AIM A: Count the lines in the rows below that contain "Query", treating uppercase and lowercase as different, and reply with only the number.
══════════════════════════════
The Opposite House reads like a book written by the love child of Virginia Woolf and Gabriel Garcia Marquez, assuming either had been from Cuba. It's a story filled with yearning for a native country, or for the memory of a native country, despite the fact the main character, Maja Carmen Carrera, only has one memory left of her childhood. Twenty years later she's pregnant with her boyfriend Aaron's baby, and living in London. Still, that one memory goes along with her, haunting her dreams.

The book is shot through with so much internal conflict the pain is often palpable, and sometimes raw. An African Cuban, she doesn't feel she fully belongs in either the world with her memory of Cuba or in an England that doesn't completely feel like home, either:

"I was seven years old when we came here. I've come to think that there's an age beyond which it is impossible to lift a child from the pervading marinade of an original country, pat them down with a paper napkin and then deep-fry them in another country, another language like hot oil scalding the first language away. I arrived here just before that age."

It's the lushness of the language, though, that's the dominating factor in what makes this such a wonderful book. The sensuous language is woven throughout:

"The day was hot but gentle; beneath its healing steam lay granite, decrepit wood, rocks gloved in blanched sand. The harbour water caught sunlight in layered hoops of petrol-coloured dirt and tried to keep its clarity secret, but the divers told. Small, earth-brown boys kept bobbing up, their backbones hacking out of their skin, hair plastered to their heads, coin pouches around their waists rattling as they added new handfuls of slick bronze to their store."
══════════════════════════════
AIM B: Carry on the book review above from the point where it ends.

Labeled-object pointing entries
══════════════════════════════
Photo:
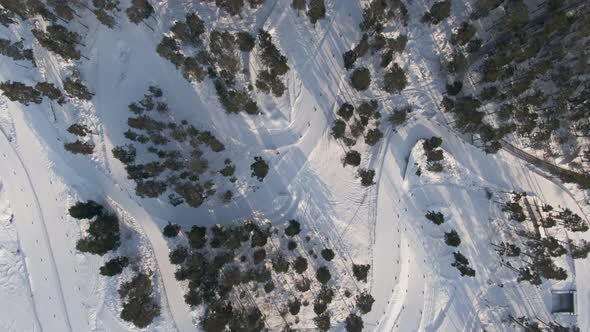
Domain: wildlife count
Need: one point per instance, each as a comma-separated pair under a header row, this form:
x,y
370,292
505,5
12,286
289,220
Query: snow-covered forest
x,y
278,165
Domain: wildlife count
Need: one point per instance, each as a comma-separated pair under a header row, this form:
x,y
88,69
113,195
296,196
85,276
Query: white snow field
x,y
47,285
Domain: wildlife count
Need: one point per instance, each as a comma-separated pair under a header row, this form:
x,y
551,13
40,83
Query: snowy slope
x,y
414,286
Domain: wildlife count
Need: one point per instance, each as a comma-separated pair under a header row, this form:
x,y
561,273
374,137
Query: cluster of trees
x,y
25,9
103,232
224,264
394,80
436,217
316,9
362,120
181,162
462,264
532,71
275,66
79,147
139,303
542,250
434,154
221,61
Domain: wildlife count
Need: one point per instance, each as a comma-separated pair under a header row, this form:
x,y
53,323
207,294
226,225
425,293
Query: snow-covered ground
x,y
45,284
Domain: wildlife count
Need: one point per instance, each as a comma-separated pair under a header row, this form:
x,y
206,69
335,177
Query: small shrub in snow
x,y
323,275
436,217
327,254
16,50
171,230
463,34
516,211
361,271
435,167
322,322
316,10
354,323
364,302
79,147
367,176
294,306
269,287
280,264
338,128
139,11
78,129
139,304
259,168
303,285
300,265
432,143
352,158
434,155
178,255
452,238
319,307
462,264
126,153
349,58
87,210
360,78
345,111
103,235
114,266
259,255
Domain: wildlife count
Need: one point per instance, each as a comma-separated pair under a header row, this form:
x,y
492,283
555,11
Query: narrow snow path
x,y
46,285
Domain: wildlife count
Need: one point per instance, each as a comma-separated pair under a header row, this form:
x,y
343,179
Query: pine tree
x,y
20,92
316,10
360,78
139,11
══════════════════════════════
EXERCISE OUTPUT A: 8

EXERCISE OUTPUT B:
The Opposite House is told in alternating narrative, flashing between Maja's story and the fantastical, alternate reality of a girl named Yemaya, whose connection with Maja really is never completely spelled out. Rather, it's a more spiritual connection, a reaching across the dimensions between two souls who don't feel fully at home, or at ease, and whose searchings lead them almost to each other, in a sort of alternate reality that lies between them. It has a lot to do with feeling alien, never able to feel you fit into a culture, but not able to go back, either, because that door has closed. It's this door, between the two worlds, that seems to be Oyeyemi's target, this ethereal, intangible "door" that won't open for either Maja or Yemaya, and it's this reality that frustrates the both of them. Yet, neither can forget the past, and they carry the weight of it with them while trying to make their lives elsewhere. They are a part of several cultures but don't completely belong to any one:

"I strip to my underwear and I study myself in the mirror; it is a bronzed sorrel woman with a net of curly hair who looks back, and she does not look Jamaican or Ghanian or Kenyan or Sudanese - the only firm thing that is sure is that she is black. Mami says only Cubans look like Cubans; put three Cuban girls together - white, black, Latina, whatever - and you just see it."

Ultimately, both women are strong. They are survivors. Despite their feelings of disconnection, they carve out lives for themselves in an adopted land that at the least is rich in opportunity and the potential for making a good life. And it's through the beauty of Oyeyemi's prose that the reader is able to explore not just the complexity of Maja and Yemaya, but also the tenuous link that binds them to each other. And the result is a gorgeous book, rich in luxuriant prose that's a treat to read.

"She fled to be born. She fled to be native, to start somewhere, to grow in that same somewhere, to die there. She didn't know just then that she wasn't quickening toward home, but trusting home to find her."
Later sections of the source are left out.